§ Material for the task
##############################
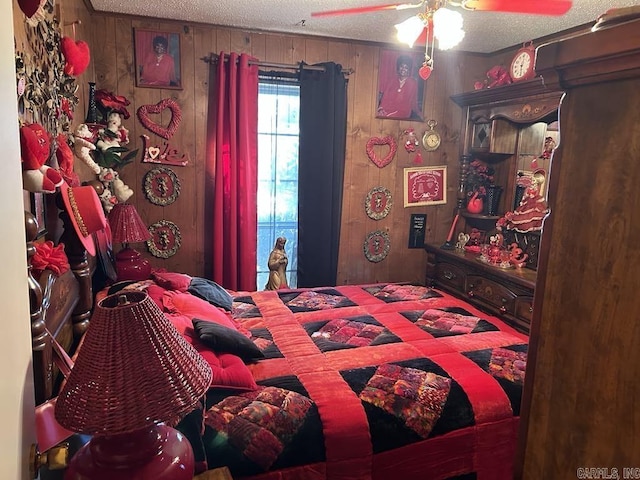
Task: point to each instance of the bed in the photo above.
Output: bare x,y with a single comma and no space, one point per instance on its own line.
356,381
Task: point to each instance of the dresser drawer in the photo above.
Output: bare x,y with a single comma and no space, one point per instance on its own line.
451,275
524,308
491,293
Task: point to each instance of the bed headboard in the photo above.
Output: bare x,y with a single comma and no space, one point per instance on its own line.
60,306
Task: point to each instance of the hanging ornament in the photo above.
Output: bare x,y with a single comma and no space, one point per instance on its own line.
410,140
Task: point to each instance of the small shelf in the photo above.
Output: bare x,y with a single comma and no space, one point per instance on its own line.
479,216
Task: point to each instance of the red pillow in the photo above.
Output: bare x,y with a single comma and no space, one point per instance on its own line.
229,371
194,307
171,281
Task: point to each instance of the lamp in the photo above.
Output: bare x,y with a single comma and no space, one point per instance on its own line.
127,227
436,23
133,372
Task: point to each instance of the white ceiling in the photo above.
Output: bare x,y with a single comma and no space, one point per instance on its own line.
486,32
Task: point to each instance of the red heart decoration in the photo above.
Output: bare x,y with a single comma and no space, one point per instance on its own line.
176,117
393,146
425,71
76,55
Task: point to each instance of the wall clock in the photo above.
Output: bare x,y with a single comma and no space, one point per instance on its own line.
376,246
378,203
523,63
165,239
161,186
431,139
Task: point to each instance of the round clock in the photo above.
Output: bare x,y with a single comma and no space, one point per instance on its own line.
523,63
431,139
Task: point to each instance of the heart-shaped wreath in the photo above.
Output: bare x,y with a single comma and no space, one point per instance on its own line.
176,117
388,140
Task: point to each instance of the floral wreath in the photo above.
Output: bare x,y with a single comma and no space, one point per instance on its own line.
176,117
388,140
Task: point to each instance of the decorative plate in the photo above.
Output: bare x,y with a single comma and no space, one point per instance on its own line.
378,203
376,246
165,239
161,186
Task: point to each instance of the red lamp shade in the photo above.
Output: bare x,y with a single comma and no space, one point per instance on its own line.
134,376
127,227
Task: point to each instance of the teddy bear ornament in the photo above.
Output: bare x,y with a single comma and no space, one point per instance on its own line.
35,145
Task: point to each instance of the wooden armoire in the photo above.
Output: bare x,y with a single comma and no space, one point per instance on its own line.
582,393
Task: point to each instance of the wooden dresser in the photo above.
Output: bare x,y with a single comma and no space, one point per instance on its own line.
507,294
580,401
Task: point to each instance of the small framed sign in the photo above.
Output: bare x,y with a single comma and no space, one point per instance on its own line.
425,186
417,229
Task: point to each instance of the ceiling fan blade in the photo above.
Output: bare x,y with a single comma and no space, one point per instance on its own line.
536,7
375,8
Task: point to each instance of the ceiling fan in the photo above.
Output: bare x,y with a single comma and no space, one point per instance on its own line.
437,22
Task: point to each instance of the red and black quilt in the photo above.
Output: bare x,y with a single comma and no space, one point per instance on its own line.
377,381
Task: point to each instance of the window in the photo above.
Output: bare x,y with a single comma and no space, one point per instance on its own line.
278,135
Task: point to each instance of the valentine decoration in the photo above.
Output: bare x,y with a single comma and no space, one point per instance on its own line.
76,56
165,155
377,141
378,203
376,246
165,239
425,186
161,186
92,107
176,117
497,76
410,140
83,145
34,10
34,146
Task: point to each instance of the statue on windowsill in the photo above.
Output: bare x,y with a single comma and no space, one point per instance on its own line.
277,266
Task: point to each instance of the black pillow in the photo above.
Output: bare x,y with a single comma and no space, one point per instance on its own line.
223,339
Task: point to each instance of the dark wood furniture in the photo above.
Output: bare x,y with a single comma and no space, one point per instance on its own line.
507,294
60,306
583,372
504,127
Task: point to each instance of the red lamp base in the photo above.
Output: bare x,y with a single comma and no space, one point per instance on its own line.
158,453
131,266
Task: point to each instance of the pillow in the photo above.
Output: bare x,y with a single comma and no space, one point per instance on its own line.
223,339
195,307
211,292
171,281
229,371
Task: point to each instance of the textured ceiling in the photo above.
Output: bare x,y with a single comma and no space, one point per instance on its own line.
486,32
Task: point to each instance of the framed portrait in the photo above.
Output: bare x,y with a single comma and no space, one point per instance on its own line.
425,186
400,88
158,60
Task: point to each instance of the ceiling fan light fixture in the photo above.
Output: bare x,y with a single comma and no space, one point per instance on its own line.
410,30
447,28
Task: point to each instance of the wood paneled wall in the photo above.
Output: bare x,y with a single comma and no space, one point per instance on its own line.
112,68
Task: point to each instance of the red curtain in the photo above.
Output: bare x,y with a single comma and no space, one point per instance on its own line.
231,182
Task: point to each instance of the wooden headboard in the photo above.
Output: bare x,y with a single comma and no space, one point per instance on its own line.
60,306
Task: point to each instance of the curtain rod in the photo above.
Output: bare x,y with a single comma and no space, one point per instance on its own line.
214,57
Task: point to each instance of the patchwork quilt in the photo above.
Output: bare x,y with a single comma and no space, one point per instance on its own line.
369,382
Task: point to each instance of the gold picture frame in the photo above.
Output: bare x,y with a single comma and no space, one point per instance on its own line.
425,186
155,68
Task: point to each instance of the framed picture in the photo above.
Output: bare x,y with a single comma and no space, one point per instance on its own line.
158,59
39,210
425,186
400,88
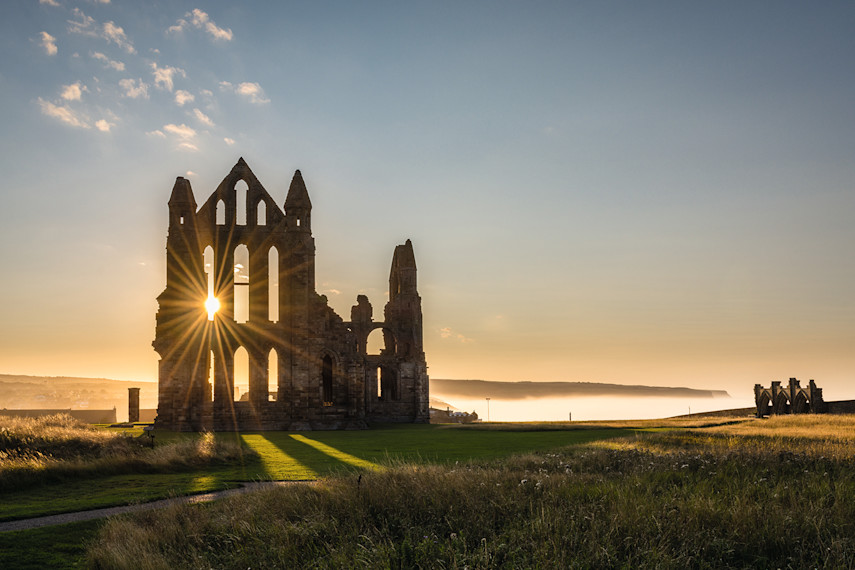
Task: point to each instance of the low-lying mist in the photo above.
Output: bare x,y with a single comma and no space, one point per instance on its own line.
591,408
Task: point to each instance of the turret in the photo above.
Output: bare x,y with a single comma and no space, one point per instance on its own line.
298,207
182,204
402,277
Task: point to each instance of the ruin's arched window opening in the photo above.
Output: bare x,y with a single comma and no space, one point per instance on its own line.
241,284
208,395
241,375
241,189
388,384
273,285
272,375
375,342
208,262
326,379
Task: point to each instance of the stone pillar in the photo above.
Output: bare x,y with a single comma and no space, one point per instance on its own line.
133,405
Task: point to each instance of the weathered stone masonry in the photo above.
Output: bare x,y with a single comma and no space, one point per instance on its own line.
790,399
308,368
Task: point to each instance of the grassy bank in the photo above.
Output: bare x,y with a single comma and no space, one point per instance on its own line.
57,449
763,493
184,463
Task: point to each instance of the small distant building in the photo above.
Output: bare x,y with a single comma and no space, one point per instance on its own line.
448,416
85,416
790,399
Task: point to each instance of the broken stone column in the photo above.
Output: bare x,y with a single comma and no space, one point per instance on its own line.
133,405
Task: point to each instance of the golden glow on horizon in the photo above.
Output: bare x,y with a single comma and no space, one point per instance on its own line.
212,304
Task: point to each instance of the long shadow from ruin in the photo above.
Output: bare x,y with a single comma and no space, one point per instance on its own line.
296,456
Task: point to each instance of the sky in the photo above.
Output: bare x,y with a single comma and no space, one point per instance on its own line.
654,193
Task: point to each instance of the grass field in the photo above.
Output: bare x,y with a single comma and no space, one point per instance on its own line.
670,493
749,493
267,455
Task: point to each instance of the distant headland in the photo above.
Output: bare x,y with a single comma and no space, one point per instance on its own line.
523,390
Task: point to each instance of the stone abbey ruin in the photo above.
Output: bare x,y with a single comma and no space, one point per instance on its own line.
240,285
791,399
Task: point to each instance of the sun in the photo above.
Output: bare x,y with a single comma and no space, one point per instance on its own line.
212,304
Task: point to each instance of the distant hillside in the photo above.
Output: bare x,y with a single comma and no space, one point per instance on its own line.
522,390
63,392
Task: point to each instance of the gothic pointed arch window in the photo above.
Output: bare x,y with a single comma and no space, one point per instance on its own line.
327,380
221,213
211,302
272,375
273,285
241,284
240,375
241,190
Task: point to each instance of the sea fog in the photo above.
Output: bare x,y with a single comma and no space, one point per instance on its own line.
587,408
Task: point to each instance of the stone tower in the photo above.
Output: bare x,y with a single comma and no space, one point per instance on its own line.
240,285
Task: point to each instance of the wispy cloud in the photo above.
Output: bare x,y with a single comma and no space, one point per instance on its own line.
49,43
134,89
181,131
251,91
82,24
446,332
87,26
182,97
203,118
72,92
62,113
115,34
163,76
201,21
117,65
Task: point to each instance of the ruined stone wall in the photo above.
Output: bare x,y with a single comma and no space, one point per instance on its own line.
319,379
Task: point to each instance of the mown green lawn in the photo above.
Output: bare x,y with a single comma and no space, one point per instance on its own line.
280,456
293,456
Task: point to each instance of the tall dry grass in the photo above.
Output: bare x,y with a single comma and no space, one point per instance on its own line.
58,447
652,501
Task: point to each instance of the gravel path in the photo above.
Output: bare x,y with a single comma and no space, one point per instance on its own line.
27,524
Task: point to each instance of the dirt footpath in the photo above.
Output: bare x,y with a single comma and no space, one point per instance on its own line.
27,524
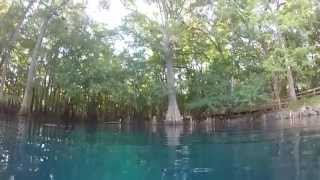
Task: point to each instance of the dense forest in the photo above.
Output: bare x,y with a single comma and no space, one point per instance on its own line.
192,57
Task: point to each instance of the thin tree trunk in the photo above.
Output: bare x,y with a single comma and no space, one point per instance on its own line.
6,50
26,103
173,115
276,89
291,90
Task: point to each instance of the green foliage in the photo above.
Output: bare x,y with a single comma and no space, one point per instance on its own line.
226,55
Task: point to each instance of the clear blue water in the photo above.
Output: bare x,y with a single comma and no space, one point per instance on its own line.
30,150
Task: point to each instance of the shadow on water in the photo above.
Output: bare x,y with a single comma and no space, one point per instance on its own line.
223,149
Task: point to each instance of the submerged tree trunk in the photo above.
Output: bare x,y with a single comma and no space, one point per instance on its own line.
291,89
173,115
26,103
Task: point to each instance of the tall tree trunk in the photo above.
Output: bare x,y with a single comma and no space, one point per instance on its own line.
291,90
26,103
6,50
276,89
173,115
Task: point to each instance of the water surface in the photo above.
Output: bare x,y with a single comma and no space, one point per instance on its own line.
250,150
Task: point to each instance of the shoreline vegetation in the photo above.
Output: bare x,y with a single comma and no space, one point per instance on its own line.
190,60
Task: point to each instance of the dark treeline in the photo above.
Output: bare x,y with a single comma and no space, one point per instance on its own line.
194,57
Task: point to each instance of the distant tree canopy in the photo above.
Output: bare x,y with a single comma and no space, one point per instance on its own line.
196,57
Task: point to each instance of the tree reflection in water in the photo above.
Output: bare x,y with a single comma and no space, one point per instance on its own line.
271,150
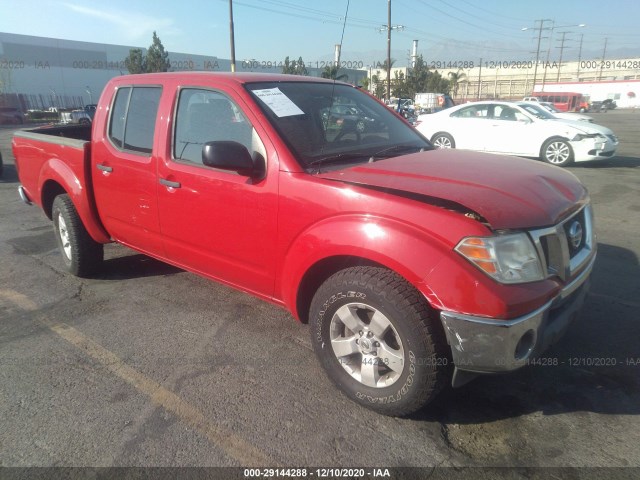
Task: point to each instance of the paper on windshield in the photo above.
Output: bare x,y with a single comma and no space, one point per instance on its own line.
278,102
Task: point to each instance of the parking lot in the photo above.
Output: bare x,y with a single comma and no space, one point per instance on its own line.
148,365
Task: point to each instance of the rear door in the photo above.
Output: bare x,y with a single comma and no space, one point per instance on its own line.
217,222
125,176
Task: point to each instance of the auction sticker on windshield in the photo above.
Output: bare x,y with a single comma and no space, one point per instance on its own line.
277,101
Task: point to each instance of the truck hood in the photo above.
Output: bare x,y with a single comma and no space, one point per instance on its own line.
508,192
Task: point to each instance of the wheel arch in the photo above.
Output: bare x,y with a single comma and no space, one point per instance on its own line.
548,139
318,273
50,190
57,178
349,241
443,132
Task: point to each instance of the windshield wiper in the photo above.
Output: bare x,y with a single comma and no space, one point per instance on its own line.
393,151
337,158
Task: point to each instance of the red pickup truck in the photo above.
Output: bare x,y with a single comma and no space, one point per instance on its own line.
414,267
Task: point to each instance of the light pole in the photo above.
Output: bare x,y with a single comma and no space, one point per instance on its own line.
539,29
231,37
579,57
388,27
544,78
561,51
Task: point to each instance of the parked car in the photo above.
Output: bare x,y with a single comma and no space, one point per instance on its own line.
11,115
563,115
603,105
414,267
91,109
524,129
348,118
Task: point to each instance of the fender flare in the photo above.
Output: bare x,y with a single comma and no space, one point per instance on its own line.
57,171
386,242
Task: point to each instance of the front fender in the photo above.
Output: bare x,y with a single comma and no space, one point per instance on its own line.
410,252
58,171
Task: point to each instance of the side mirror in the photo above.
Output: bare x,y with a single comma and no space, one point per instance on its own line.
227,155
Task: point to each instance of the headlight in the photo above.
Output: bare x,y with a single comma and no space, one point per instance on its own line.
583,136
508,258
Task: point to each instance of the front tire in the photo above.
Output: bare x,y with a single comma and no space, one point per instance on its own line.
375,336
82,255
443,141
557,151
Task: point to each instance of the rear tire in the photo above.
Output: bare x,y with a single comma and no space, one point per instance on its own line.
376,338
443,141
557,151
81,254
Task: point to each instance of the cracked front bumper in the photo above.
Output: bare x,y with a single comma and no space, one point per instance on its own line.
485,345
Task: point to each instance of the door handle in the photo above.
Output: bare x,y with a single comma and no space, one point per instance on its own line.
169,183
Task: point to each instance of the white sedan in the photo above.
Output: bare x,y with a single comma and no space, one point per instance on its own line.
517,129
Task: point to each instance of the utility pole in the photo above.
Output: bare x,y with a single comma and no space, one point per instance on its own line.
579,57
539,29
231,39
388,27
604,53
479,81
561,51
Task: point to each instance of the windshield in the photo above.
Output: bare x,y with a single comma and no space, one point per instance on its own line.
330,124
537,111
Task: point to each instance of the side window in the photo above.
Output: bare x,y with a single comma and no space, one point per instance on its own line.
476,111
207,116
141,119
133,118
118,114
504,113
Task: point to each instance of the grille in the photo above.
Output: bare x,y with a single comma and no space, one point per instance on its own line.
567,247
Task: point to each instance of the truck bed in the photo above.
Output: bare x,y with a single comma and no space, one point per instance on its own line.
58,132
62,154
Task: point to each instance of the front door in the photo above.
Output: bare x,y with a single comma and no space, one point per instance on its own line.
125,176
219,223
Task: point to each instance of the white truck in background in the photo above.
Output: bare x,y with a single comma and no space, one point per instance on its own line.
432,102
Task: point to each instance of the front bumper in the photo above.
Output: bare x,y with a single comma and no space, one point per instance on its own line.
594,149
484,345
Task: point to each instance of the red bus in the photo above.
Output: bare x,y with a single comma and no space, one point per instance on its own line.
564,101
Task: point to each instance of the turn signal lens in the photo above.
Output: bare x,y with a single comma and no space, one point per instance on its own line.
510,258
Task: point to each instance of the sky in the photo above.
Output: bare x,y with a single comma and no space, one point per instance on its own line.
270,30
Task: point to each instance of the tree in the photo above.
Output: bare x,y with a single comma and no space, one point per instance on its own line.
294,68
365,83
331,71
456,78
379,88
157,57
156,60
136,62
400,87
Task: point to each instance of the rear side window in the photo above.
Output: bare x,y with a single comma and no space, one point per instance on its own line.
133,118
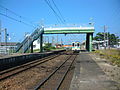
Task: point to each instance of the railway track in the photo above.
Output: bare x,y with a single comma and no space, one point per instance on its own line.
54,80
18,69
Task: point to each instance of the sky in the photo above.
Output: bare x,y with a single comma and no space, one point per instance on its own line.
100,12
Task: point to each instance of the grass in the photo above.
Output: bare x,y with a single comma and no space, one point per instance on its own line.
113,55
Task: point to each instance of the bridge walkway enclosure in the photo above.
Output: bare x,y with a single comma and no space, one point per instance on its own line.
38,33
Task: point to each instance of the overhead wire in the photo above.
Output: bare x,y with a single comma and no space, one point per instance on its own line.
16,19
21,17
57,16
58,10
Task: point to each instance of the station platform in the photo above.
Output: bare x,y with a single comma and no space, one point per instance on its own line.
89,76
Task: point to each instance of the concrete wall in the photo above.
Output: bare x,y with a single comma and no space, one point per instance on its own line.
9,62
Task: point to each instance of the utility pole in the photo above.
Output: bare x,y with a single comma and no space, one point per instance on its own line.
0,32
52,40
105,37
57,38
5,39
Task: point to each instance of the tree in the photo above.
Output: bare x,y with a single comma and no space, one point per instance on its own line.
48,47
113,39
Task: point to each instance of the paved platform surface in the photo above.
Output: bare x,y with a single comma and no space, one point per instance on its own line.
89,76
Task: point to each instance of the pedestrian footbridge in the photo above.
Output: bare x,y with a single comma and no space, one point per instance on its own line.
38,33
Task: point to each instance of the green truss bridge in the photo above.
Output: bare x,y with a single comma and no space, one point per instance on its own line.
38,33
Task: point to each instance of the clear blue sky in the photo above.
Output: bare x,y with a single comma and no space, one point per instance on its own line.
103,12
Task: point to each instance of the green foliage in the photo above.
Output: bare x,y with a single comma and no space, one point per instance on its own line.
113,39
48,47
112,55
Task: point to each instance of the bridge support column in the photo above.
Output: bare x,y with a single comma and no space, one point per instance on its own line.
41,41
89,38
32,47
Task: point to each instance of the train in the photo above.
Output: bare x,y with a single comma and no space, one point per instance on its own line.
76,46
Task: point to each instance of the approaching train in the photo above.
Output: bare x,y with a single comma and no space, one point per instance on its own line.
76,46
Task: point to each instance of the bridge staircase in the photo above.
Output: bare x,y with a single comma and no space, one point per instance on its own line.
28,41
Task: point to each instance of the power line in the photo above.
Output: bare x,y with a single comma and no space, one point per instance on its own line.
##############################
§ What this task involves
Find the lines above that hold "clear", then copy each of them.

§ Expected output
Task: point to each instance of the clear blue water in the photo above.
Task: point to each instance of the clear blue sky in the photo above.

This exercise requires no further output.